**Required task:** Please copy the part of the listing below that opens with the line containing "For this dataset, tag each instance of the mountain slope" and closes with the line containing "[[867, 235], [91, 225]]", changing "pixel coordinates" to "image coordinates" and keeping everything else the same.

**Material:**
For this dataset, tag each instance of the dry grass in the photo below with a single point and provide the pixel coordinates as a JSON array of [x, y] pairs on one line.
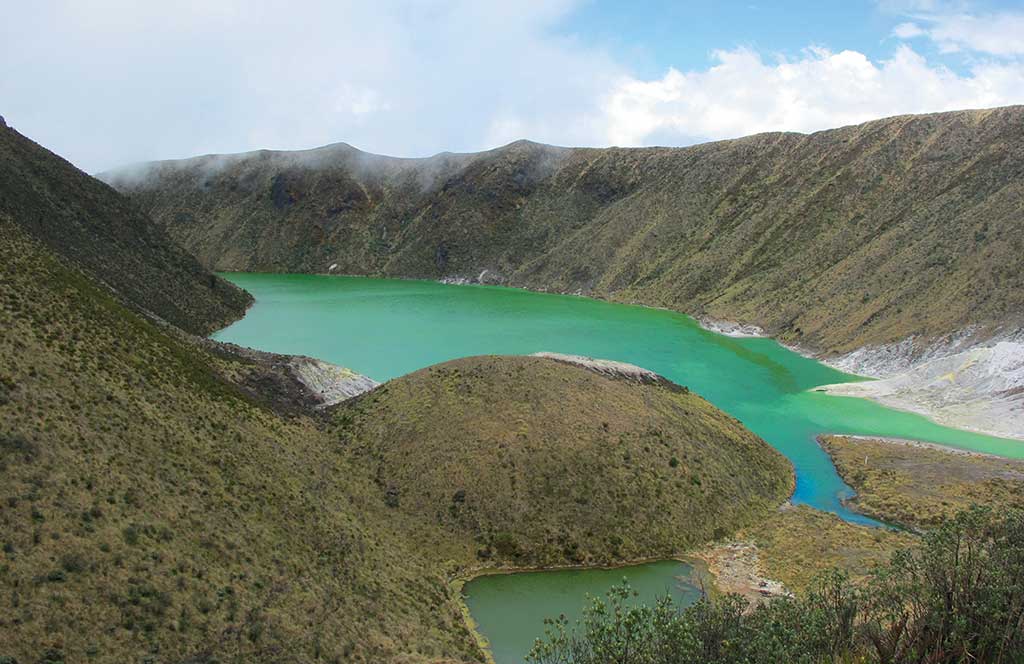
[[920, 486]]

==

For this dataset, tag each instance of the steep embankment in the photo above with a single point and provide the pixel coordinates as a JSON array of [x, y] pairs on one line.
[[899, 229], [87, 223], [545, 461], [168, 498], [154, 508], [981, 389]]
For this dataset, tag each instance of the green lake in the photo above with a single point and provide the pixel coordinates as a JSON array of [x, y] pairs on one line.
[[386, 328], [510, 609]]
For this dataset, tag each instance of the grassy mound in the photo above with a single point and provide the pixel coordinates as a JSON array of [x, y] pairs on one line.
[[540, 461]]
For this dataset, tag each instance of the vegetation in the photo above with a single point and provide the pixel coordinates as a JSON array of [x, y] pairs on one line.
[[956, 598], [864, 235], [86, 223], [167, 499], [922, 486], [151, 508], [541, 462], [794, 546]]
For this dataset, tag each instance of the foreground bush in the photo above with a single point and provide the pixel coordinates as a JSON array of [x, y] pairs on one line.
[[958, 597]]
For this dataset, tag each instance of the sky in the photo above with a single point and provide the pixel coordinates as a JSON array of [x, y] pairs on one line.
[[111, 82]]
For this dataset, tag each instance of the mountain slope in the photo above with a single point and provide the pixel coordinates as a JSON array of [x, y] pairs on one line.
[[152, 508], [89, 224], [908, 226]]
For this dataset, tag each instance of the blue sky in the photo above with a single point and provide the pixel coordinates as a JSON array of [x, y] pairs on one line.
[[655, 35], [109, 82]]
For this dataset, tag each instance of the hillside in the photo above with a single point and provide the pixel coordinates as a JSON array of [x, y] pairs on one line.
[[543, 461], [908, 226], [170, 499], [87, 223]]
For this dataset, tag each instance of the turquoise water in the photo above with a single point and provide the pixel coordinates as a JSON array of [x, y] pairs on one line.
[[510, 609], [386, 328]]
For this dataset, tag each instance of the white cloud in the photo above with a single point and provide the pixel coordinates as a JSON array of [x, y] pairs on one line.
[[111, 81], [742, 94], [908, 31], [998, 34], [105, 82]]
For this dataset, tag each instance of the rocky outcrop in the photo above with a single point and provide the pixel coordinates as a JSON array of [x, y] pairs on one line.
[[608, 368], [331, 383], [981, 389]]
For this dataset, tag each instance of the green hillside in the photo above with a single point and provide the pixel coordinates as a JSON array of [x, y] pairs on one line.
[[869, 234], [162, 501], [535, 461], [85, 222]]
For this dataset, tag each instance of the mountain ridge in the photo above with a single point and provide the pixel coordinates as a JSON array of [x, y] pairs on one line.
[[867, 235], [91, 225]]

**Output for this task:**
For this dataset, tag each instance of the mountain slope in the photo above with a single point and provide the image coordinates as a JSON array of [x, y] pairs on one line.
[[152, 508], [89, 224], [908, 226]]
For this dataset, tag each instance of the blue sky in the photo above with a single point and provide the image coordinates as a JSON array of [x, y] pairs on one line.
[[655, 35], [109, 82]]
For this dataset, tag each instance of the hillside in the photo above with a single point and provide the image coordinates as a JSON array of [x, y] pairs on one line.
[[543, 461], [908, 226], [170, 499], [87, 223]]
For this dataset, tag each instance of the turquoise water in the photo above with a single point and provide the image coordinates as a JSON array of [x, y] pairs on one line.
[[510, 609], [386, 328]]
For this dataset, tag each instance of the white cloud in the photo above with a single point and provide the image coordinates as a JSON array of [x, y] pairs on one line.
[[111, 81], [742, 94], [908, 31], [998, 34], [105, 82]]
For this dataset, tag each instance of the rocky outcrop in the photo above with a single point and provide the image coordinates as a JSON array of [x, y] pairs on one line.
[[608, 368], [331, 383], [981, 389]]
For this dataset, tag each instance of the green hillside in the photo above with a single point and provide the image coordinates as a JSON array of [x, y] pairs on one line.
[[869, 234], [162, 501], [535, 461], [85, 222]]
For this dataset, tag each instance of the mountain ridge in the photo above with a single point and provide the image coordinates as a JSON array of [x, y] pairs on one line.
[[867, 235], [91, 225]]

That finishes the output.